> [Page]:

▼▼▼

REGENT SKY: Winding Up Hearing Scheduled Next Week
--------------------------------------------------
The High Court of Hong Kong will hear on April 9, 2003 at 10:00
in the morning the petition seeking the winding up of Regent Sky
Investment Limited.

Lo Lai Ha of Room 1008, 10/F, Lai Lan House, Lai Kok Estate,
Cheung Sha Wan, Kowloon, Hong Kong filed the petition on
February 28, 2003.  Tam Lee Po Lin, Nina represents the
petitioner.

Creditors and other interested parties are encouraged to attend
the hearing.  They only need to notify in writing Tam Lee Po
Lin, Nina, which holds office on the 27th Floor, Queensway
Government Offices, 66 Queensway, Hong Kong.


=================
I N D O N E S I A
=================


ASIA PULP: Sets April 30 as New Deadline for Debt Plan Approval
---------------------------------------------------------------
Asia Pulp and Paper hopes to finish fresh negotiations with
creditors in another two weeks and beat the end-of-April new
deadline for the approval of its turnaround plan.

▲▲▲

> [Records supplied]:
▼▼▼

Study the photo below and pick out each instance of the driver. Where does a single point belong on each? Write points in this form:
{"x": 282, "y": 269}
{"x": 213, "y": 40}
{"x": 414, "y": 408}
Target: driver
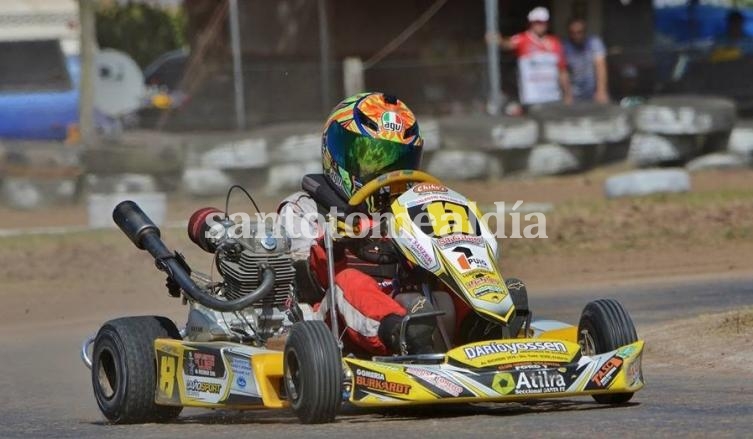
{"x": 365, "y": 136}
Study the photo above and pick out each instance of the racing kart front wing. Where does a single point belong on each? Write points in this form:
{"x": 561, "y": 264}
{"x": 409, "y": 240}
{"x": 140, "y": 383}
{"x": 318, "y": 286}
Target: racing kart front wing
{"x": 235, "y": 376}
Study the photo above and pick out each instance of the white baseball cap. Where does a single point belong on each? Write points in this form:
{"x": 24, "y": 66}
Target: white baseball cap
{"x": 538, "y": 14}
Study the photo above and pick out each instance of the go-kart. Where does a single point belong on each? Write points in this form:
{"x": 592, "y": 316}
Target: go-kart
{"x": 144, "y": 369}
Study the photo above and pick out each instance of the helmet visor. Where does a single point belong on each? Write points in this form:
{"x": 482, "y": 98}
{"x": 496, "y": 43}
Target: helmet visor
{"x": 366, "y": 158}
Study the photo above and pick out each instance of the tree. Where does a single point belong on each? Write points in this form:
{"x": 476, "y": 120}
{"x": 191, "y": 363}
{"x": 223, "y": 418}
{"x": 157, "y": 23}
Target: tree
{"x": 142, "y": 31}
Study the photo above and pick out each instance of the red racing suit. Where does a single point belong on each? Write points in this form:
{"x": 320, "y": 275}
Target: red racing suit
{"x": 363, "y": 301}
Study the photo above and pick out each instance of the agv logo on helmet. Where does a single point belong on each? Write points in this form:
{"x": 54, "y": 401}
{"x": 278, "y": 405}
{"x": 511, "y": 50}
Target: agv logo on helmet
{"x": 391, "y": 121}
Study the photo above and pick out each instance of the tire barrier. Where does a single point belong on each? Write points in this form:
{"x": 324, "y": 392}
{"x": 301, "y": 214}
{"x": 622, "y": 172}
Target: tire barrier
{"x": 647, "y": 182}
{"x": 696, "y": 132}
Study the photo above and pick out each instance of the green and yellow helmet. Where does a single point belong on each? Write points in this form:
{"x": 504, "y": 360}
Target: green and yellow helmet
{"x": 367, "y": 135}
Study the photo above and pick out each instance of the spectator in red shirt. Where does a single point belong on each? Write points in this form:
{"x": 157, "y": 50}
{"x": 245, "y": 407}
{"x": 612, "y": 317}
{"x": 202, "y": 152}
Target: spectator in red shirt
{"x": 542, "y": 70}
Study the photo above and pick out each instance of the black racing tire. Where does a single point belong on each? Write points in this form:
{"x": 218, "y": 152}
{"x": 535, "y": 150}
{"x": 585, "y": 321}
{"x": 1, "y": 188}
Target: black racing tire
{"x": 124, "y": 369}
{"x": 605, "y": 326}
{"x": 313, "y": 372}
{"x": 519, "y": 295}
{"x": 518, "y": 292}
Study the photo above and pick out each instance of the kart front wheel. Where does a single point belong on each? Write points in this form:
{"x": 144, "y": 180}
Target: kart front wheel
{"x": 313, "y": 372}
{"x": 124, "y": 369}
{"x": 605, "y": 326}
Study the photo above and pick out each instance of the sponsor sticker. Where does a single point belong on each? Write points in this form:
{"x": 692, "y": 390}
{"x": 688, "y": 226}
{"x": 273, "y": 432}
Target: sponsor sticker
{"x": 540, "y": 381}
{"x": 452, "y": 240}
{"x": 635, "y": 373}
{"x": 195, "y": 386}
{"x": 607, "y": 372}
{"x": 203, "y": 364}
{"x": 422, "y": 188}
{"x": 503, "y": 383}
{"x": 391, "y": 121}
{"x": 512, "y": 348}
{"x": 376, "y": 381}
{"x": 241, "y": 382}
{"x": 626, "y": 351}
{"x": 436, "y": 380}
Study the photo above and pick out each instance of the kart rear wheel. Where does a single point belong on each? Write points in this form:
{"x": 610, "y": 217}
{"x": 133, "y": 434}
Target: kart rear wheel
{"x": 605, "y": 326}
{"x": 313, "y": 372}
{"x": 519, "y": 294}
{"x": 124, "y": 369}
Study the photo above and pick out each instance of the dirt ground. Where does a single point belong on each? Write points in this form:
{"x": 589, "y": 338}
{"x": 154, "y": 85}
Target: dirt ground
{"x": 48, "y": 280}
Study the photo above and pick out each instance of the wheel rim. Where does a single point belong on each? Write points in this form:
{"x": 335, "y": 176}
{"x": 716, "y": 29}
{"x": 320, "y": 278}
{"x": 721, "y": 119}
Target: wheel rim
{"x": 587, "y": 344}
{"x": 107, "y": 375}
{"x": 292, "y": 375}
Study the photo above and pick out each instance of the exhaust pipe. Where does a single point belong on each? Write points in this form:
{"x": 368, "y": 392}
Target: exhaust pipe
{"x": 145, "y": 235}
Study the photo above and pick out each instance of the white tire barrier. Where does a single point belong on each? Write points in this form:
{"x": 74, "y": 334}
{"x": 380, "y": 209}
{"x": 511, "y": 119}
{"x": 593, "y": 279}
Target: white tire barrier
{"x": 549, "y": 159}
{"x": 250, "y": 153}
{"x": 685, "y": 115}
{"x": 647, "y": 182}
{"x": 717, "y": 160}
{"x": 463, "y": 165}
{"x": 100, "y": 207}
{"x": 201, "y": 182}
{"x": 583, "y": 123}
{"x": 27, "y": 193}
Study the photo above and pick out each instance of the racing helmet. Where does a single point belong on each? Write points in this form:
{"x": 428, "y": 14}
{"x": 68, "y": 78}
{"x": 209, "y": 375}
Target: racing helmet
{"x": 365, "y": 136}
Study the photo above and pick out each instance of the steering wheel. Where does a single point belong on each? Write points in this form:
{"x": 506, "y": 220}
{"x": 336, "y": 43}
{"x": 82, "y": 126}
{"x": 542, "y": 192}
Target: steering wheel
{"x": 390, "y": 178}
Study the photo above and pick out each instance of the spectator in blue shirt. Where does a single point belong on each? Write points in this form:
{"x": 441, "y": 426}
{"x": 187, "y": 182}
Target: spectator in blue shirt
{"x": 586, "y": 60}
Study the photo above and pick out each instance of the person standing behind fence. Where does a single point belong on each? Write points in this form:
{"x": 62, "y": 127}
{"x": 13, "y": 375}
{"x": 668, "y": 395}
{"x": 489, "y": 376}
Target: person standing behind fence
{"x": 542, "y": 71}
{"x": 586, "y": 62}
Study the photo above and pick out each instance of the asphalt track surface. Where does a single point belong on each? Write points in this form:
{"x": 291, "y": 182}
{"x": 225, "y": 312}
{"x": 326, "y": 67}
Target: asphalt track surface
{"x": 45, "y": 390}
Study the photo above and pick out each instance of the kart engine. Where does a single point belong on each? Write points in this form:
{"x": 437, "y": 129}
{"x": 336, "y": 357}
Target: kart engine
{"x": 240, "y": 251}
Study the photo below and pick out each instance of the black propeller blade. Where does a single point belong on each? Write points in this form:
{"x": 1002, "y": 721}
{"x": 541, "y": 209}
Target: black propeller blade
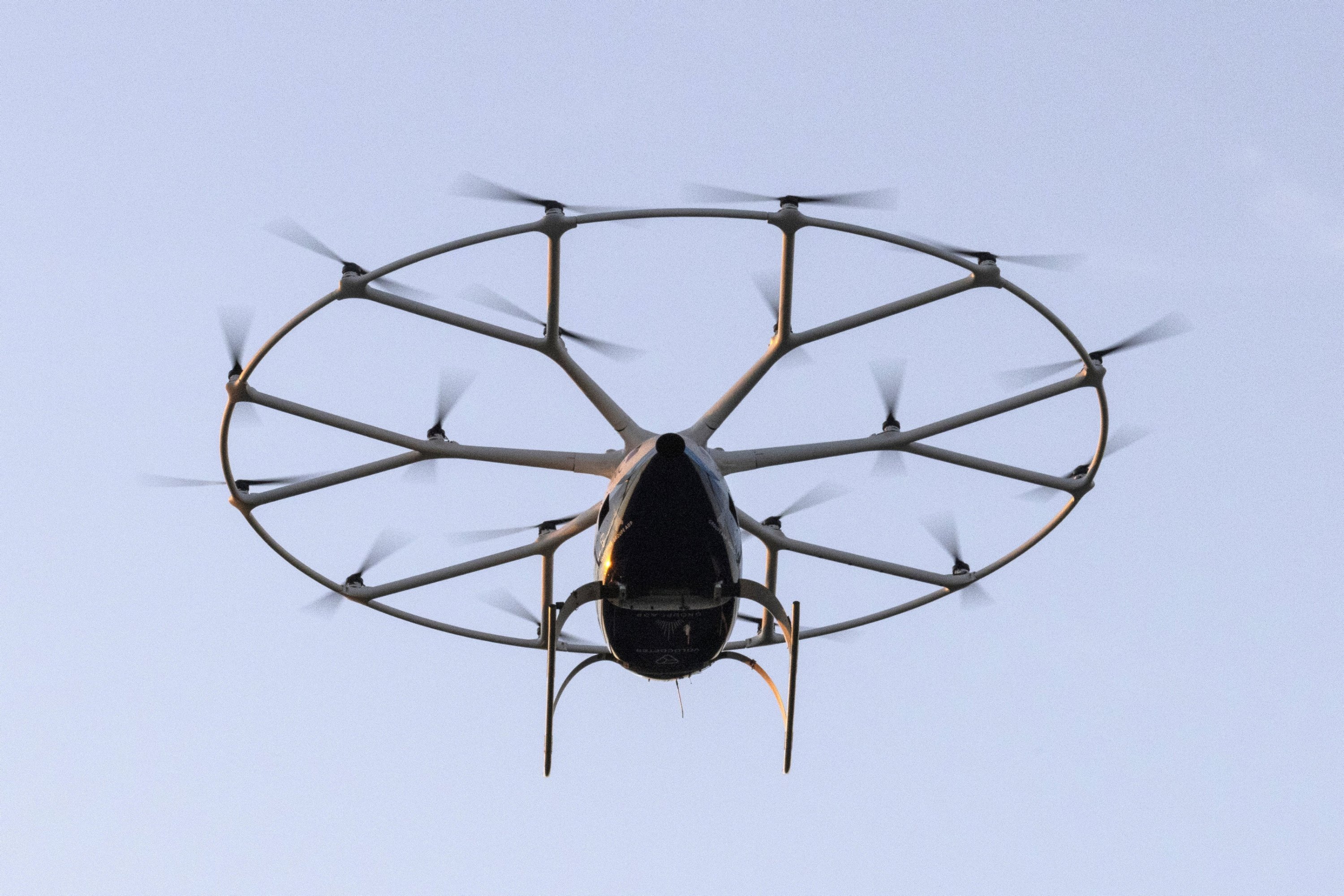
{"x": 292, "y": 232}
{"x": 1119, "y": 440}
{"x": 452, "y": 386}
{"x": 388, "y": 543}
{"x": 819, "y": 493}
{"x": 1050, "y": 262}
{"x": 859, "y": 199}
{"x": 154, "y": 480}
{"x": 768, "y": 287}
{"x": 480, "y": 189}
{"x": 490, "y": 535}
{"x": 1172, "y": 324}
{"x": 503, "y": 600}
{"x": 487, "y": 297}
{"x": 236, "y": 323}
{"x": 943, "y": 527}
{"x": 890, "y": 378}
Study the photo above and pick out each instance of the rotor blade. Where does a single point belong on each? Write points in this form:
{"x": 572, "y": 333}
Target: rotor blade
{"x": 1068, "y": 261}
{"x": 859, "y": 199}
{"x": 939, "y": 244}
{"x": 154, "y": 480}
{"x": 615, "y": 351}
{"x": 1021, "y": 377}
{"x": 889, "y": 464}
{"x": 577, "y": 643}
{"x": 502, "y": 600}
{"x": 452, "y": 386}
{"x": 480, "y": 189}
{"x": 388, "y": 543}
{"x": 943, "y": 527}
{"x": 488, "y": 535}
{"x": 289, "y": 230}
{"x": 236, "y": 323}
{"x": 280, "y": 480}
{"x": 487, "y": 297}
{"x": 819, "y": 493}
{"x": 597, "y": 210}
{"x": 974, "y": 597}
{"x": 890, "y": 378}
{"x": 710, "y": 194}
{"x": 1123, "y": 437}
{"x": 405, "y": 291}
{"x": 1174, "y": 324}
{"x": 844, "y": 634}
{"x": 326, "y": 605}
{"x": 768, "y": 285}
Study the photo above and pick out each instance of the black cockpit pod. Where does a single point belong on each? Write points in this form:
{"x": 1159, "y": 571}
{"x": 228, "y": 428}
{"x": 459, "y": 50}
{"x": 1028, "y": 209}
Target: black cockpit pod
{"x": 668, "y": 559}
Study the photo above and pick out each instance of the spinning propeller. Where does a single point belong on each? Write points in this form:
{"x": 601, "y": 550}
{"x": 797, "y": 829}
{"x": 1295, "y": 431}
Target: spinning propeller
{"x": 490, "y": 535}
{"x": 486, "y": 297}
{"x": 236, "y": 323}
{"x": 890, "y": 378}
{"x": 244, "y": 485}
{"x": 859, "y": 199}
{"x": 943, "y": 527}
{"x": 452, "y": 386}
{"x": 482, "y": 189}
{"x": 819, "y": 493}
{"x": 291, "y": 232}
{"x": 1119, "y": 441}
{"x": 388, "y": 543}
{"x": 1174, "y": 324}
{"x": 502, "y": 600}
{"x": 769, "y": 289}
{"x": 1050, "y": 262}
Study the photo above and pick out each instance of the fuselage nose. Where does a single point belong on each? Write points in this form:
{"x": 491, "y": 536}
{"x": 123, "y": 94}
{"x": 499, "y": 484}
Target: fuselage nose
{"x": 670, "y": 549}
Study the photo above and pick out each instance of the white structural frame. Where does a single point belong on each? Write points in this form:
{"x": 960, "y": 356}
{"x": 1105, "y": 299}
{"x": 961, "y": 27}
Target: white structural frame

▲▲▲

> [To be done]:
[a] In the Regent Sky notice, on what date was the winding-up petition filed?
[b] Lay out the entries as a JSON list of strings, one string per line with blank lines dropped. Begin at the entry line that has "of the rotor" and stop after the last line of the entries.

> [Answers to the exercises]:
[a] February 28, 2003.

[b]
[
  "Study the photo above and pick out each instance of the rotor blade. Where does a single point belong on each? Write points in this form:",
  "{\"x\": 572, \"y\": 333}",
  "Target: rotor blade",
  "{\"x\": 1068, \"y\": 261}",
  "{\"x\": 859, \"y\": 199}",
  "{\"x\": 939, \"y\": 244}",
  "{\"x\": 154, \"y\": 480}",
  "{\"x\": 615, \"y\": 351}",
  "{\"x\": 1021, \"y\": 377}",
  "{\"x\": 889, \"y\": 464}",
  "{\"x\": 577, \"y\": 643}",
  "{\"x\": 502, \"y\": 600}",
  "{\"x\": 452, \"y\": 386}",
  "{\"x\": 480, \"y\": 189}",
  "{\"x\": 388, \"y\": 543}",
  "{\"x\": 943, \"y\": 527}",
  "{\"x\": 488, \"y\": 535}",
  "{\"x\": 289, \"y\": 230}",
  "{\"x\": 236, \"y\": 323}",
  "{\"x\": 280, \"y\": 480}",
  "{\"x\": 487, \"y\": 297}",
  "{\"x\": 819, \"y\": 493}",
  "{\"x\": 597, \"y\": 210}",
  "{\"x\": 974, \"y\": 597}",
  "{\"x\": 890, \"y\": 378}",
  "{\"x\": 710, \"y\": 194}",
  "{\"x\": 1123, \"y\": 437}",
  "{\"x\": 405, \"y\": 291}",
  "{\"x\": 1174, \"y\": 324}",
  "{\"x\": 844, \"y\": 634}",
  "{\"x\": 326, \"y\": 605}",
  "{\"x\": 768, \"y\": 285}",
  "Study the photo above and pick out each instance of the black cockpit pod. Where does a single point belong on each? Write points in this form:",
  "{\"x\": 1159, \"y\": 571}",
  "{\"x\": 228, \"y\": 428}",
  "{\"x\": 459, \"y\": 50}",
  "{\"x\": 1028, \"y\": 209}",
  "Target: black cockpit pod",
  "{\"x\": 668, \"y\": 559}",
  "Study the photo above and pick out each instance of the spinning propeller. Where does a single point belong on each? Write points in this form:",
  "{\"x\": 601, \"y\": 550}",
  "{\"x\": 797, \"y\": 829}",
  "{\"x\": 1295, \"y\": 431}",
  "Target: spinning propeller",
  "{\"x\": 490, \"y\": 535}",
  "{\"x\": 486, \"y\": 297}",
  "{\"x\": 236, \"y\": 323}",
  "{\"x\": 890, \"y\": 378}",
  "{\"x\": 244, \"y\": 485}",
  "{\"x\": 859, \"y\": 199}",
  "{\"x\": 943, \"y\": 527}",
  "{\"x\": 452, \"y\": 386}",
  "{\"x\": 482, \"y\": 189}",
  "{\"x\": 819, \"y\": 493}",
  "{\"x\": 291, \"y\": 232}",
  "{\"x\": 1119, \"y\": 441}",
  "{\"x\": 388, \"y\": 543}",
  "{\"x\": 1174, \"y\": 324}",
  "{\"x\": 502, \"y\": 600}",
  "{\"x\": 769, \"y\": 289}",
  "{\"x\": 1050, \"y\": 262}",
  "Study the photo above and pick out each instance of the fuselage nose. Where does a single point belong on each? Write points in this form:",
  "{\"x\": 491, \"y\": 536}",
  "{\"x\": 123, \"y\": 94}",
  "{\"x\": 499, \"y\": 484}",
  "Target: fuselage nose",
  "{\"x\": 670, \"y\": 549}",
  "Study the photo above and pick out each instance of the white structural frame. Where does a single point belong on each? Write points in this form:",
  "{\"x\": 960, \"y\": 356}",
  "{\"x\": 1105, \"y\": 299}",
  "{\"x\": 961, \"y\": 27}",
  "Target: white structural frame"
]